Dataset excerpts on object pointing
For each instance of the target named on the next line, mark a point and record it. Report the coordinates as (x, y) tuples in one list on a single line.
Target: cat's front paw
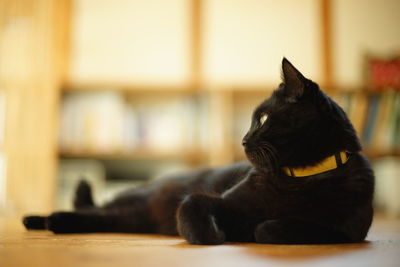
[(196, 222), (63, 222)]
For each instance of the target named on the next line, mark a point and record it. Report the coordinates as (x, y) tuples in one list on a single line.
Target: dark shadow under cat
[(305, 183)]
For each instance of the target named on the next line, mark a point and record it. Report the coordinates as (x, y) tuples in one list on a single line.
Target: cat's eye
[(263, 118)]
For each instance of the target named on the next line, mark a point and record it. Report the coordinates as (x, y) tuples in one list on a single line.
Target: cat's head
[(298, 126)]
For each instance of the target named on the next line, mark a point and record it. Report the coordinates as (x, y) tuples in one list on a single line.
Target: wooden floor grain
[(19, 247)]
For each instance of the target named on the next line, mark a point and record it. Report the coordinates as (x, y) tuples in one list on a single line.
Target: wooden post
[(30, 78)]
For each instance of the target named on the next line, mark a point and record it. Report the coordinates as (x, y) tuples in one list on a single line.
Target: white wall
[(130, 41), (245, 40), (149, 41)]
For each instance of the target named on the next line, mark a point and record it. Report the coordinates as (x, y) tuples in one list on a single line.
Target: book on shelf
[(105, 122)]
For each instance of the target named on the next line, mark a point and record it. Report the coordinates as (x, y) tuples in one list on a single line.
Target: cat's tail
[(83, 196)]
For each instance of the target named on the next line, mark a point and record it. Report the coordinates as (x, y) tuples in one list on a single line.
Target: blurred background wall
[(123, 91)]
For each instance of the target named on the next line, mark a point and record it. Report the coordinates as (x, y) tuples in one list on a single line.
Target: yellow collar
[(328, 164)]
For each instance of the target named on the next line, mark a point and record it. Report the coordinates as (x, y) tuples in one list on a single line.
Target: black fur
[(251, 201)]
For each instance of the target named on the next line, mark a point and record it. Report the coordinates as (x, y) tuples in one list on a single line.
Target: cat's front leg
[(196, 220)]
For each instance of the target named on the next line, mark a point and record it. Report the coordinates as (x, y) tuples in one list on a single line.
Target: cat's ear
[(294, 81)]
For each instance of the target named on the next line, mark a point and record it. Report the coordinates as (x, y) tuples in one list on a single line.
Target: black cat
[(305, 183)]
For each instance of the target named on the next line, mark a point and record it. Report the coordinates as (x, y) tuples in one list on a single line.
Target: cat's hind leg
[(101, 220), (291, 231), (34, 222)]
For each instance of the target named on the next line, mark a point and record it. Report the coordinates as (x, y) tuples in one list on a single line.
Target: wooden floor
[(40, 248)]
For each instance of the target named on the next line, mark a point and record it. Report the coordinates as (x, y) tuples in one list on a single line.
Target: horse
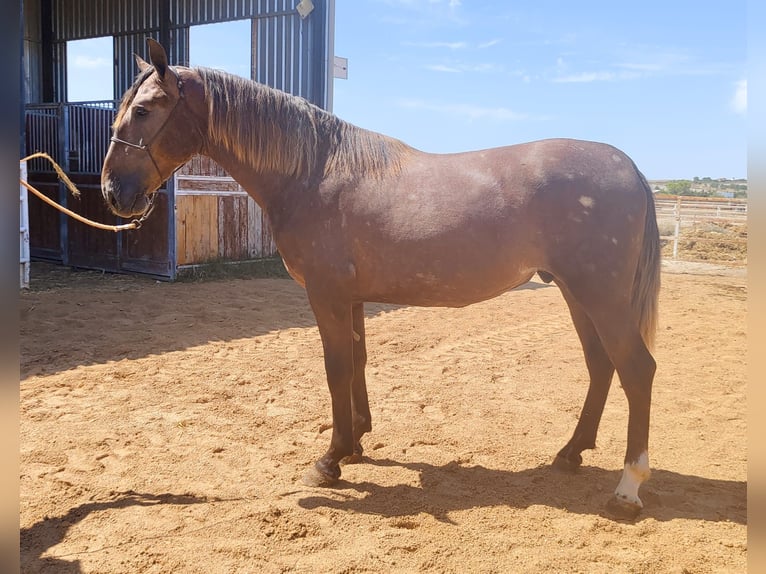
[(360, 217)]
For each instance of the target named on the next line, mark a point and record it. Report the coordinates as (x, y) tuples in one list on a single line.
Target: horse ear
[(141, 63), (157, 56)]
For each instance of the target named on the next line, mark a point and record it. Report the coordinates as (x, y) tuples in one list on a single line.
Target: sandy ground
[(165, 429)]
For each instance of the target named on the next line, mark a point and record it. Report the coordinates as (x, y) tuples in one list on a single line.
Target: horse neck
[(267, 189)]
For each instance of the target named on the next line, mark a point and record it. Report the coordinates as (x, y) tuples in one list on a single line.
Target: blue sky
[(664, 81)]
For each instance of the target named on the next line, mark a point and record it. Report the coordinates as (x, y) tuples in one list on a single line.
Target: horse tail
[(646, 283)]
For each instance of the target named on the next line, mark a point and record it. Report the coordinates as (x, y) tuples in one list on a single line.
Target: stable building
[(201, 214)]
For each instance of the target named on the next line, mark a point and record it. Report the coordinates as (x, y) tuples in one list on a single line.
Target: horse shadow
[(453, 487), (50, 531)]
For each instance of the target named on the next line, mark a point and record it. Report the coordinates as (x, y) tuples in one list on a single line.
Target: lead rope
[(135, 224)]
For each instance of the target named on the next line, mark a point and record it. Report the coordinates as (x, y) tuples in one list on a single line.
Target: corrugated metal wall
[(291, 52)]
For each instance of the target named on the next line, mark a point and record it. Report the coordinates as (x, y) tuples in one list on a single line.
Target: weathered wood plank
[(196, 229)]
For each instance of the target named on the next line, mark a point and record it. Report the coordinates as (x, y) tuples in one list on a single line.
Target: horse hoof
[(565, 464), (622, 509), (354, 458), (315, 476)]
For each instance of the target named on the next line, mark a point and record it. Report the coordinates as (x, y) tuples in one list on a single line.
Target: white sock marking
[(632, 477)]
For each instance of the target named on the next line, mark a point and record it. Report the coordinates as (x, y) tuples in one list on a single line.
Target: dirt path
[(165, 428)]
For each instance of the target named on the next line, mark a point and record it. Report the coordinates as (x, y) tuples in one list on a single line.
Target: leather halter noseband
[(145, 146)]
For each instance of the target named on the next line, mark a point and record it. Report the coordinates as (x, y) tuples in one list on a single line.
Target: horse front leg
[(360, 405), (334, 319)]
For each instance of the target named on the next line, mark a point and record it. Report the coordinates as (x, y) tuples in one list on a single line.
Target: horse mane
[(277, 132)]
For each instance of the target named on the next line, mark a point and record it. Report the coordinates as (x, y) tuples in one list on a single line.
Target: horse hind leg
[(616, 325), (622, 340), (601, 372)]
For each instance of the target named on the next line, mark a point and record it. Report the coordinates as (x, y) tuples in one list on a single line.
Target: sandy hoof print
[(316, 477), (622, 508), (566, 465)]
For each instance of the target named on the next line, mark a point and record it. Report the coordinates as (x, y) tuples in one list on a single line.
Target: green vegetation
[(703, 187)]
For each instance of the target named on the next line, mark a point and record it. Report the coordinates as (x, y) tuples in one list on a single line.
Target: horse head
[(158, 127)]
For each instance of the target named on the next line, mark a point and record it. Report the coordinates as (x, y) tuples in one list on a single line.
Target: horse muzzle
[(125, 200)]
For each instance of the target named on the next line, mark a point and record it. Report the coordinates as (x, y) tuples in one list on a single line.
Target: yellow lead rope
[(63, 176)]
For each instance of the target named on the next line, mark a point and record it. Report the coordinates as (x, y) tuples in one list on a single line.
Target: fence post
[(677, 231), (24, 258)]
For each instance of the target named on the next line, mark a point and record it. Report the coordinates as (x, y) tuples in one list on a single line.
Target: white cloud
[(585, 77), (739, 99), (588, 77), (90, 62), (450, 45), (490, 43), (459, 67), (443, 68), (468, 111)]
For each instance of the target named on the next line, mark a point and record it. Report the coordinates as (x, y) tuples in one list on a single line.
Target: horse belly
[(431, 276)]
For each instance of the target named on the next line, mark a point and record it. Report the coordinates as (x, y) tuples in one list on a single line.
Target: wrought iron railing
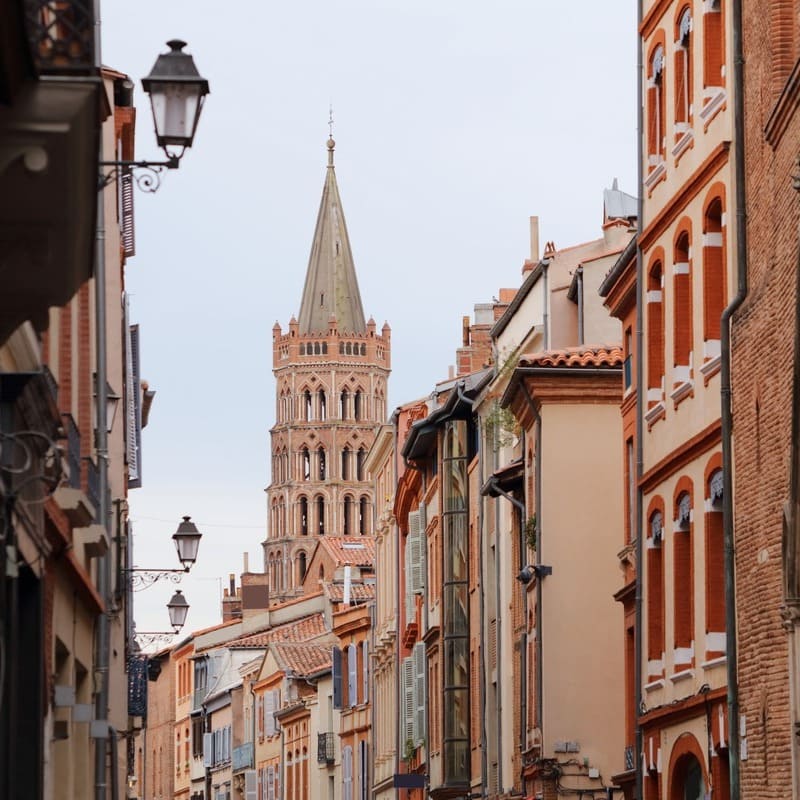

### PROBLEM TO WORK ON
Images must not appear in the copy; reproduce everything else in the records verbatim.

### ANSWER TO THIS PROBLEM
For each instance of the target named on the next line, mark a point and record it. Report the coordinates as (x, y) tuples in one list on a single line.
Target: cat's front paw
[(196, 222), (63, 222)]
For each instance of the target named on the next line, mark a point and record it. Report the coordinates as (x, y) tuples in one list on a single line.
Target: dark shadow under cat
[(305, 183)]
For each instance of the target named on the next line, mark a point and record it. Report the coordinates as (x, y) tuples in one list on a single line.
Target: cat's eye
[(263, 118)]
For each instance of the target named on the next line, mark a point and record it. Report the coordinates as (x, y) tuples in one list on a single line.
Target: cat's head
[(298, 126)]
For each instance of the target named on the next line, mark a point and record it. Report the coordinates as (x, y) tuples in one list on a single line.
Target: wooden floor grain
[(19, 247)]
For each instance of the target named on the next line, mark a point and record it. Report the coordinates as (x, y) tuples in one list on a single line.
Target: wooden post
[(30, 78)]
For each instance of the target named on the next line, mark a point and record it. Report the coordinates as (x, y) tuples in one list on a single line.
Target: white wall
[(130, 41), (245, 40), (149, 41)]
For each instance of the target named on the next line, mark a point and record it. Report the coordinates as (x, y) tuples in one list on a single line.
Target: book on shelf
[(105, 122)]
For each instance of the target named on the next line, mark a point and record it. Report the coordinates as (x, y) tuples in one list on a single line.
Target: cat's tail
[(83, 196)]
For each instance of the target named on the next line, mark a point and record it. Report the coordinates as (x, y) tuples in one list on a single line.
Target: blurred background wall
[(123, 91)]
For each instance of the target named on the next line, mark a point and record it. Report the coordinates as (x, y) tuples in one list on a single line.
Target: yellow collar
[(328, 164)]
For each instance of the target named on the next line, mark a point and record it. Report the coordinates as (x, y) tuples in one list on a single line.
Target: black fur
[(251, 201)]
For each instance of the target named on the next line, mark a point and record it. Report the coordinates as (x, y) tuples in one list on a single line.
Target: cat's front leg
[(196, 220)]
For each instance of the target named on the next line, mark a point and record it. Report the coordinates as (x, y) tuples in one list on a single line.
Target: cat's ear
[(294, 81)]
For each instance of the target named on the next line, mark a point and record it. Report the coordinates as (x, y) tuples in one list on a single line.
Target: black cat
[(305, 183)]
For each instance of the target named on the next line, mark a point and record it. Report the coordinates as (x, y) tuples in one list on a single line.
Target: cat's hind leg
[(101, 220), (291, 231), (34, 222)]
For each instance of the target named on the next line, mark a point and record it. Report the coordinates as (x, y) tuples in one list on a single line.
Target: wooden floor
[(40, 248)]
For each instance of the target named on the next line, mark a point and record it. Report the coordinates as (x, y) tuples in one list on a single line.
Target: horse
[(360, 217)]
For each instance of the target named on the next line, mark a point and record it. Report the coordinates as (x, y) tuples in one list on a single line.
Target: horse ear
[(141, 63), (157, 56)]
For each instance of the target named on the next line, mark a point and record it. Report the coordinates as (x, y) tuples in one list on a single line.
Target: sandy ground
[(165, 429)]
For each instance of the target named on the next line, mark a point and record it. Report the coordinates as (x, y) tuples in one list on a single line.
Target: horse neck
[(267, 189)]
For each instance of the target named on the next line, mark a point and record it. Report the coordinates as (x, y) tuples in one list on a single line.
Target: blue sky
[(664, 81)]
For each instance of the target named on the next line, mark a point and record it. Report the coordinates as (x, y) tuples in one list on a single line.
Target: horse tail
[(646, 283)]
For each instance of the target named on the next line, mark a point and record it. Report the coordinates as (x, y) tuples in one list on a single line.
Target: stable building
[(201, 214)]
For each instance of the target named on the next line, mark a point and record it. Report the coordinates as (x, y) tuples in one list on a single line.
Target: horse shadow
[(453, 487), (50, 531)]
For each instance of the target named on the next line, mark a point and record it. Report the coordinates as (x, y) tuples in one list on a single line.
Target: lead rope
[(135, 224)]
For each instance of the target named on the next line, mark a point and record it. Report the coordinates as (x, y) tuples in one list on a single line.
Target: corrugated metal wall
[(291, 52)]
For each instance of the target named on the next line, mark a point and record it. Report the coordinates as (x, y) tuples in one list on a single line.
Target: weathered wood plank
[(196, 229)]
For each instance of the target named on the next line, mark a point and record it. Report the coordinates as (x, y) tuples in one list on a single line.
Target: horse hoof
[(565, 464), (622, 509), (354, 458), (315, 476)]
For each instance of the target named on the next line, mark a point and record it. Report the coordinates as (x, y) tuples in one list on a single line.
Target: white sock marking
[(632, 477)]
For each instance of the target named on the next line, mark a point and record it. Report the coordinates as (x, y) tuples in one list on a single line.
Target: dirt path
[(165, 428)]
For each instance of the target named on the next line, mark a point and record it. Report the coordinates as (x, y) tuples in one list on a single line.
Target: leather halter noseband
[(145, 146)]
For each instance of the target named on the next line, mark a point and record it. Report the coordinates as (x, y) tuples in one list on a single line.
Target: horse front leg
[(360, 405), (334, 319)]
For each instance of the target named on the next line, mark a point and record it. Report the coordinates as (x, y) tuples in one list on a single line.
Target: horse mane
[(277, 132)]
For each instance of the target named on the next line, mark a point and record it. Report the coordinates as (x, y) tuples in one list on a single line.
Target: horse hind leg
[(616, 325), (622, 340), (601, 372)]
For each instance of the target named on the next line, mark a point and record it. Report the coordinates as (x, y) tuples in one list on a single line.
Target: sandy hoof print
[(316, 477), (622, 508), (566, 465)]
For each instance of the target named on the next line, mark a point and record it. Report the coordinates as (x, y) tuples in one list on a single line.
Target: green vegetation
[(703, 187)]
For each instance of the target named on the next line, mark a point and record it. Report the coordinates as (x, y) tuples in one list on a single line.
Target: horse head
[(158, 127)]
For each instance of the target named on the next line, mark a point and record it. Report the coordinates as (x, y) tuples in one list on a single line.
Target: horse muzzle
[(125, 200)]
For each instance of the target named on the next line, mark a point and record it. Report the coordinates as (x, y) tuples in one list on a single line.
Target: yellow lead rope
[(63, 176)]
For each instance of the target named on the next line, mark a point and record it. Report the coordinates as (x, y) tuples in one list on a single line.
Target: fence post
[(677, 231), (24, 258)]
For each instance of the target named on the next line, mark a point and record it. Report the coordinates as (x, y) tuples in one list on a single line.
Target: white cloud
[(585, 77), (739, 99), (588, 77), (90, 62), (450, 45), (490, 43), (459, 67), (443, 68), (468, 111)]
For each instance of the target named on the next line, mark a point and record it. Report the coordinates as (x, y) tuples in one list on a single line.
Target: horse belly
[(431, 276)]
For each instance of the target named on the next line, mark a point and record it. Report the coordinates as (x, y) tuples in one list on a single line.
Target: wrought iron railing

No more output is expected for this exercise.